→ **INSTRUCTIONS TO FOLLOW**
Continue the forum thread about whether cheap rapiers are worth buying, starting right after its last line.

→ **DOCUMENT PASSAGE**
# Rapier...



## ShaolinWolf (Jun 3, 2004)

Hi, I was just wondering if the its the same with just about any blade. The cheap Katanas and such break easily. Yes, we all know that. And if you want a good blade, you'll have to pay pretty big bucks. But I was wondering if it was the same for those Rapiers/epee/foil swords? I mean, to get a good sword like that, say when you type Rapier on eBay, are those $40-$70 rapiers worth it? I've been interested in getting one for a few years now, but the thought never occurred to me that they might be the same as the "stainless steel blades" that are on everyone's wall. So, what's the verdict?

:asian: 

P.S. I don't plan on getting a spring steel blade(Tai Chi) for fighting, cause, well, duh! LOL...I'm getting one of those just for the fun of it and for sword practice. Anyways, back to the rapier!


----------



## Cobra (Jun 3, 2004)

ShaolinWolf said:
			
		

> Hi, I was just wondering if the its the same with just about any blade. The cheap Katanas and such break easily. Yes, we all know that. And if you want a good blade, you'll have to pay pretty big bucks. But I was wondering if it was the same for those Rapiers/epee/foil swords? I mean, to get a good sword like that, say when you type Rapier on eBay, are those $40-$70 rapiers worth it? I've been interested in getting one for a few years now, but the thought never occurred to me that they might be the same as the "stainless steel blades" that are on everyone's wall. So, what's the verdict?
> 
> :asian:
> 
> P.S. I don't plan on getting a spring steel blade(Tai Chi) for fighting, cause, well, duh! LOL...I'm getting one of those just for the fun of it and for sword practice. Anyways, back to the rapier!

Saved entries
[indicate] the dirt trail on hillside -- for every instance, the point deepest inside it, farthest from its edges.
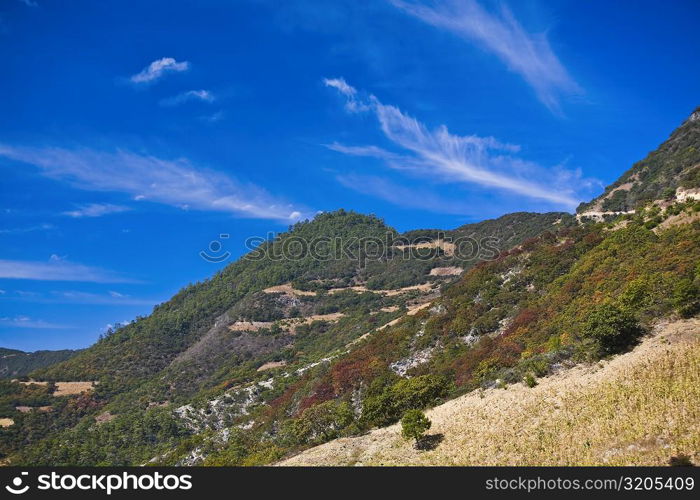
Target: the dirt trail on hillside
(639, 408)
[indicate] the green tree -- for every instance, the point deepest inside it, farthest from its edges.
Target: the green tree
(414, 424)
(611, 327)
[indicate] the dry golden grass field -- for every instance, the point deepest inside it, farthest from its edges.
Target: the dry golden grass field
(638, 408)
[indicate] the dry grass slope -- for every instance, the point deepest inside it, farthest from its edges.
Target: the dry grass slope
(638, 408)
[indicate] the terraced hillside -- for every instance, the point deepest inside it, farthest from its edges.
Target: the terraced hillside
(274, 355)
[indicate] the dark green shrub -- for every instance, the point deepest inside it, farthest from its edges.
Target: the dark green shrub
(686, 298)
(612, 328)
(414, 393)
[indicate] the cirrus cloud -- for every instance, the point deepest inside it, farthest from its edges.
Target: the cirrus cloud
(172, 182)
(159, 68)
(440, 155)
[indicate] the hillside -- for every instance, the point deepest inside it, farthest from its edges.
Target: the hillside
(638, 408)
(14, 363)
(285, 349)
(673, 168)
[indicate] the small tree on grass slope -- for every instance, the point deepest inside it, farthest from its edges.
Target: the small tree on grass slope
(414, 424)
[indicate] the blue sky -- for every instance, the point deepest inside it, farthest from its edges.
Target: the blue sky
(135, 133)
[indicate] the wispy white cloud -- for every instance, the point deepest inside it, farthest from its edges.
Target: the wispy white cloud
(110, 298)
(96, 210)
(190, 95)
(483, 161)
(353, 103)
(402, 196)
(58, 269)
(27, 322)
(527, 54)
(176, 183)
(158, 68)
(214, 117)
(28, 229)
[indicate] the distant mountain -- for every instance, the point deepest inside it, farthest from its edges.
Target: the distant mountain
(341, 324)
(14, 364)
(674, 165)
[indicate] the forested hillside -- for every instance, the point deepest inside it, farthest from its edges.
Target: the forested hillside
(14, 363)
(675, 164)
(287, 348)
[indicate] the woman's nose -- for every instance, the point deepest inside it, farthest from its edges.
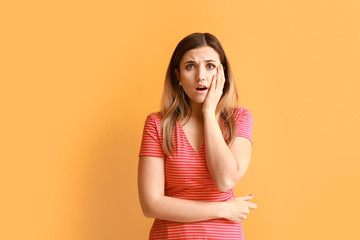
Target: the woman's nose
(201, 74)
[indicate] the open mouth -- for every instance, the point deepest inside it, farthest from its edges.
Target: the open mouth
(201, 88)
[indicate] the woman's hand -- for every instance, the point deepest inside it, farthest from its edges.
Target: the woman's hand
(237, 209)
(215, 91)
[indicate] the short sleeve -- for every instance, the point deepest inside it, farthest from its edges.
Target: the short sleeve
(244, 123)
(151, 143)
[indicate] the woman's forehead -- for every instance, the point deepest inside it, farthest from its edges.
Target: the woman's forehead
(201, 53)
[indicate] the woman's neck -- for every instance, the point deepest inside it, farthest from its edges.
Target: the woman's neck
(196, 111)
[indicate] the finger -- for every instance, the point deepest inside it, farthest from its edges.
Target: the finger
(219, 80)
(222, 74)
(213, 82)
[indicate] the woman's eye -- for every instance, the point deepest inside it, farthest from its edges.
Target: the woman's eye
(190, 66)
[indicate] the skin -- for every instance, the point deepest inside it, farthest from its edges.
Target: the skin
(226, 164)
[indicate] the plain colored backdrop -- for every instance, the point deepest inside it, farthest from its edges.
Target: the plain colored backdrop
(78, 79)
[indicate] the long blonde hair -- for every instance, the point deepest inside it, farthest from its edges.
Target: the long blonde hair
(175, 104)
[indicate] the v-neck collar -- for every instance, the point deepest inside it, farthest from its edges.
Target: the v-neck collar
(187, 139)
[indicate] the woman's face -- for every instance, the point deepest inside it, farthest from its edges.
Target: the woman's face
(197, 67)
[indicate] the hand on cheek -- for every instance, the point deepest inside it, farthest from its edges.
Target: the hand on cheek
(215, 91)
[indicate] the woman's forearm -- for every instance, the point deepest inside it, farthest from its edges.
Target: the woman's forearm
(182, 210)
(221, 162)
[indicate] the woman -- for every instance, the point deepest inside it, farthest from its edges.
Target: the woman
(196, 148)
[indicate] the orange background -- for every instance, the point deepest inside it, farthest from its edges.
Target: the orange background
(78, 79)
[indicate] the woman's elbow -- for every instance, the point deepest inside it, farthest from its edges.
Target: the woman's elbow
(227, 184)
(147, 211)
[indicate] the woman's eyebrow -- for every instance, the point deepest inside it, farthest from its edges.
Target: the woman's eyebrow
(192, 61)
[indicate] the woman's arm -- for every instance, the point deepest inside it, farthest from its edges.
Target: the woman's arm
(226, 164)
(155, 204)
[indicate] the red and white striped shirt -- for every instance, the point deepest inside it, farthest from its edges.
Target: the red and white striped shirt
(187, 177)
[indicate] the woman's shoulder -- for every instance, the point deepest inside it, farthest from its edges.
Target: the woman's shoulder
(241, 112)
(154, 118)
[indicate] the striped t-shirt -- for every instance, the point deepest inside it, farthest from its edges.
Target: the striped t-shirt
(187, 177)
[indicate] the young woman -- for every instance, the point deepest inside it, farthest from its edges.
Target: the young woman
(196, 148)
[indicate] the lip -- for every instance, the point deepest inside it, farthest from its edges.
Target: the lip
(201, 91)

→ **WRITTEN REPLY**
I wouldn't trust ebay for swords for the most part. Normal sword shops aren't that well either. I would go to a good online store that sells mostly high carbon steel. Rapiers by Windless Steelcraft sword company are good swords. Gen 2 sword company is also good, but I don't think they sell rapiers.


----------



## Blindside (Jun 3, 2004)

Arms and Armor probably makes the nicest "real" production rapier on the market.  Take a look here  Their products are based on historic examples, so you won't find any fantasy swords here.  

Just my opinion, but Windlass stuff is pretty poor, at least the four that I have handled and the one that I own.

Lamont


----------



## ShaolinWolf (Jun 4, 2004)

Blindside said:
			
		

> Arms and Armor probably makes the nicest "real" production rapier on the market. Take a look here Their products are based on historic examples, so you won't find any fantasy swords here.
> 
> Just my opinion, but Windlass stuff is pretty poor, at least the four that I have handled and the one that I own.
> 
> Lamont


Are they fully functional?

On another note, what is a good price to pay for a real rapier?

:asian:


----------



## Tapps (Jun 4, 2004)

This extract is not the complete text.